* [TEXT TO READ]
<<<<
[Gambas-user] Replacing the JIT component

Sun May 13 18:55:00 CEST 2018

Le 06/05/2018 à 21:43, Benoît Minisini a écrit :
> Hi,
> 
> This is just an idea in the fly. There is nothing concrete at the moment.
> 
> As you may know, there is a JIT component in Gambas (not made by me) 
> based on LLVM. Alas it does not work with recent versions of LLVM, 
> because apparently this huge project is not able to keep backward 
> compatibility between minor versions. (Worse than GTK+, I couldn't 
> imagine it was possible!)
> 
> What to do now?
> 
> 1) Rewriting the JIT compiler for newer versions of LLVM. Alas the 
> original author does not give any news, and I have no knowledge about 
> LLVM, and its C++ interface looks horrible to me.
> 
> 2) gcc has now a JIT library, but it is an alpha version with a big 
> warning that everything may change between releases, even if it is 
> apparently relatively stable. Moreover, no idea about how many bugs the 
> library has.
> 
> 3) Writing a Gambas -> C translator.
> 
> My idea is that the compiler, or maybe an external program eventually 
> written in Gambas, takes a class/module source code, and transform it 
> into a C source file.
> 
> That C source file will call the interpreter functions when needed 
> through a dedicated interpreter API.
> 
> Then the C source file will be transform into a shared library loaded at 
> runtime by the interpreter (calling the C compiler that hence must be 
> installed).
> 
> The advantages are:
> 
> - C syntax is thousand times more stable than a JIT compiler library 
> that changes at each version.
> 
> - Maybe better optimizations.
> 
> The disadvantages are:
> 
> - You need the compiler. But the JIT library needs most of it too, so...
> 
> - Compiling is slower than calling a JIT library.
> 
> - JIT library can compile at the function level. This is not practical 
> with a compiler (we won't make a shared library for each JIT function!). 
> One shared library for each class, or even one for the entire project 
> may be the solution.
> 
> Now I'm waiting for your comments!
> 
> Regards,
> 

I don't think the option #3 is a good way to go (not that the others are 
better …).

First, going that route will require a *lot* of work, both on short- and 
long-term.
You will first have to write a full Gambas-to-C transpiler, which 
involves either plugging into gbc (unless you read the compiled output), 
or maintaining the full grammar on two different compilers.
Then it requires adding and maintaining extra hooks in the interpreter 
for the generated binary to link onto, which I don't know much about, 
but is probably not trivial either.
>>>>
* [DATA]
<<<<
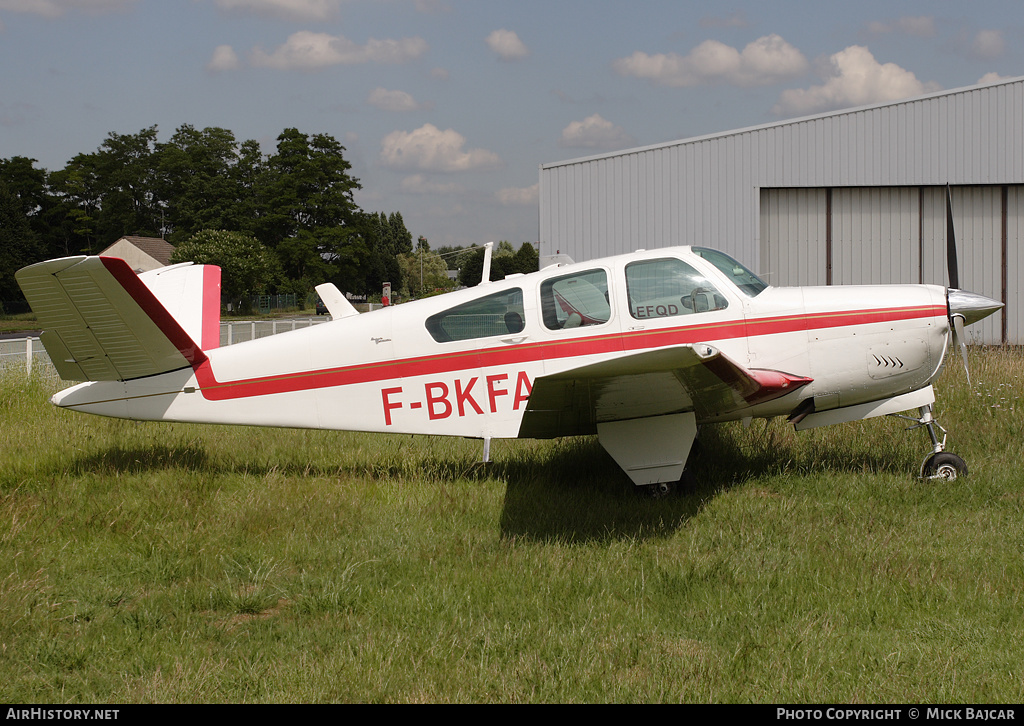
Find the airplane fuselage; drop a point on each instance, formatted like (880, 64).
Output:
(465, 364)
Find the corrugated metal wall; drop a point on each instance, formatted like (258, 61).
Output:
(898, 235)
(851, 197)
(707, 190)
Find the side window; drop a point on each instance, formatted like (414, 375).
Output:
(576, 300)
(500, 313)
(666, 288)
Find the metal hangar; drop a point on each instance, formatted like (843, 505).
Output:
(852, 197)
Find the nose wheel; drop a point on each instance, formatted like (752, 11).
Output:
(940, 464)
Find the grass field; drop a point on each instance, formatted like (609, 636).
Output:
(170, 563)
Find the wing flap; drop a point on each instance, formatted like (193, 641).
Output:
(677, 379)
(101, 323)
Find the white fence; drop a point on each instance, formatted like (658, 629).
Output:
(24, 354)
(28, 353)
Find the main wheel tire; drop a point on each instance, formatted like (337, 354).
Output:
(662, 489)
(943, 466)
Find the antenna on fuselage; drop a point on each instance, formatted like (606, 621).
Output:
(485, 278)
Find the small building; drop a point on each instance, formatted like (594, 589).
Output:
(141, 253)
(851, 197)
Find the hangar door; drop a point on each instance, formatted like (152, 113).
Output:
(893, 235)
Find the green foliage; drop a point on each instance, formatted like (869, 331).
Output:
(18, 246)
(508, 262)
(247, 267)
(297, 202)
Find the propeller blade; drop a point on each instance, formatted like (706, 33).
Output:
(960, 338)
(952, 267)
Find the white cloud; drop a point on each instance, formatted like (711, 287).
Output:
(765, 60)
(595, 132)
(309, 51)
(921, 27)
(288, 9)
(988, 45)
(429, 148)
(394, 100)
(507, 45)
(419, 184)
(224, 58)
(855, 79)
(519, 196)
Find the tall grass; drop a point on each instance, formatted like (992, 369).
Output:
(150, 562)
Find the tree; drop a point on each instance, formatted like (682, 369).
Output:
(207, 181)
(18, 247)
(247, 267)
(306, 206)
(525, 260)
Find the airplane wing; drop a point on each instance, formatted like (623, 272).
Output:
(101, 323)
(677, 379)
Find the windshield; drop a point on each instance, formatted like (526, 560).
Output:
(750, 284)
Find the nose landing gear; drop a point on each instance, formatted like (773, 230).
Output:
(939, 464)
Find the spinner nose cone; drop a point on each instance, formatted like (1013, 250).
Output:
(971, 306)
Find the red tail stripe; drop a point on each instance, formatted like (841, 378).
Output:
(548, 350)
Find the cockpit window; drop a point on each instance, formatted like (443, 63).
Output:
(576, 300)
(665, 288)
(749, 284)
(501, 313)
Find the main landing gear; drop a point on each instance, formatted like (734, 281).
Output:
(939, 464)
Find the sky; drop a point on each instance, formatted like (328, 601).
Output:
(446, 109)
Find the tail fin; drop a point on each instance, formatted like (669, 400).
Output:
(103, 323)
(192, 294)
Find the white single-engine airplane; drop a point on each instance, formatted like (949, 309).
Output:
(639, 348)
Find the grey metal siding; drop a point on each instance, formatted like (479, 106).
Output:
(706, 190)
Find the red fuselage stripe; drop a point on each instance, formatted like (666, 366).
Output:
(530, 352)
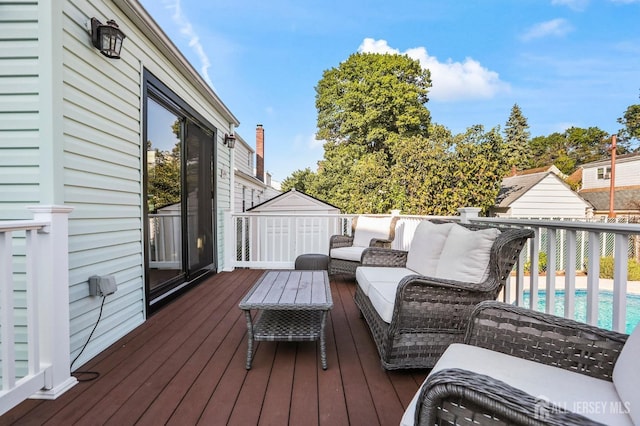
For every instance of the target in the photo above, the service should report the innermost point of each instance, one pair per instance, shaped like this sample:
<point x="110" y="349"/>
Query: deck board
<point x="186" y="365"/>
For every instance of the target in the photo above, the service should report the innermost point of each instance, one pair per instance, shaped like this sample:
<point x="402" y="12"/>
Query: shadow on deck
<point x="186" y="365"/>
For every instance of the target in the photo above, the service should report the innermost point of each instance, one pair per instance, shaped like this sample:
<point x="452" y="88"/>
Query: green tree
<point x="164" y="178"/>
<point x="371" y="99"/>
<point x="300" y="180"/>
<point x="568" y="150"/>
<point x="517" y="135"/>
<point x="631" y="122"/>
<point x="365" y="107"/>
<point x="441" y="173"/>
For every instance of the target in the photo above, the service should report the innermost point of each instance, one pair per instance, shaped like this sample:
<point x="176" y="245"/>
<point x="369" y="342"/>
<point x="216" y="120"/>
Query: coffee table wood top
<point x="295" y="290"/>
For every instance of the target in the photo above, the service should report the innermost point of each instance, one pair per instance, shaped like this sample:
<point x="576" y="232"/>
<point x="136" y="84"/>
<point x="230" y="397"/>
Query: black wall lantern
<point x="230" y="140"/>
<point x="107" y="38"/>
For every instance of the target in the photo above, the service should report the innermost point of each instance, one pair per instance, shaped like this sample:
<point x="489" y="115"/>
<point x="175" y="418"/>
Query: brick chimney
<point x="260" y="152"/>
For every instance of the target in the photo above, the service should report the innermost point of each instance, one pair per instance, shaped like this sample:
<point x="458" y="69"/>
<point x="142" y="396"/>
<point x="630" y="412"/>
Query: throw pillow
<point x="465" y="255"/>
<point x="426" y="247"/>
<point x="368" y="227"/>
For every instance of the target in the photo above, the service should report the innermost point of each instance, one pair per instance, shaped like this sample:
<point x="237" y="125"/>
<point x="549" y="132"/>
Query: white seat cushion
<point x="426" y="247"/>
<point x="593" y="398"/>
<point x="365" y="275"/>
<point x="368" y="227"/>
<point x="626" y="374"/>
<point x="380" y="286"/>
<point x="352" y="253"/>
<point x="465" y="255"/>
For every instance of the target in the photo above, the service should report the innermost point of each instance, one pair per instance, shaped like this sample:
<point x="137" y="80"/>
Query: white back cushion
<point x="626" y="375"/>
<point x="465" y="255"/>
<point x="426" y="247"/>
<point x="368" y="227"/>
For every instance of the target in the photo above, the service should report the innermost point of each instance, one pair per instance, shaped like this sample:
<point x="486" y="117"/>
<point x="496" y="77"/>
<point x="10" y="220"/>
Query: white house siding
<point x="549" y="198"/>
<point x="19" y="138"/>
<point x="627" y="174"/>
<point x="103" y="171"/>
<point x="19" y="110"/>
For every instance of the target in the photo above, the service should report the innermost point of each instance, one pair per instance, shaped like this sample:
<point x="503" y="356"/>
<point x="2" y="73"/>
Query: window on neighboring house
<point x="604" y="172"/>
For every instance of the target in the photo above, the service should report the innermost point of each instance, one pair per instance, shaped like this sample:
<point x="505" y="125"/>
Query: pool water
<point x="605" y="307"/>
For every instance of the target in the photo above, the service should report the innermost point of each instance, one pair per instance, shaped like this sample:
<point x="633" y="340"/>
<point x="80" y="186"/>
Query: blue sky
<point x="564" y="62"/>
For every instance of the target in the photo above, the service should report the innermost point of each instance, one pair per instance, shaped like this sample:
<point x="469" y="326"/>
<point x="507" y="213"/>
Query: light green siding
<point x="19" y="109"/>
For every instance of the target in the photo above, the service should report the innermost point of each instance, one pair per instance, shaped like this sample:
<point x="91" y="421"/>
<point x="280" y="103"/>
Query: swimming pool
<point x="605" y="307"/>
>>>>
* [STATED TASK A] Revise the post about replacing the JIT component, covering everything from "Le 06/05/2018 à" down to "it was possible!)", so that "LLVM" becomes "Clang".
* [STATED TASK B] Show every row that contains the string "stripe", treating uppercase and lowercase as different.
The text and the rows come from unrelated sources.

* [TASK RESULT A]
Le 06/05/2018 à 21:43, Benoît Minisini a écrit :
> Hi,
> 
> This is just an idea in the fly. There is nothing concrete at the moment.
> 
> As you may know, there is a JIT component in Gambas (not made by me) 
> based on Clang. Alas it does not work with recent versions of Clang, 
> because apparently this huge project is not able to keep backward 
> compatibility between minor versions. (Worse than GTK+, I couldn't 
> imagine it was possible!)

* [TASK RESULT B]
Find the red tail stripe; drop a point on each instance, formatted like (841, 378).
Find the red fuselage stripe; drop a point on each instance, formatted like (666, 366).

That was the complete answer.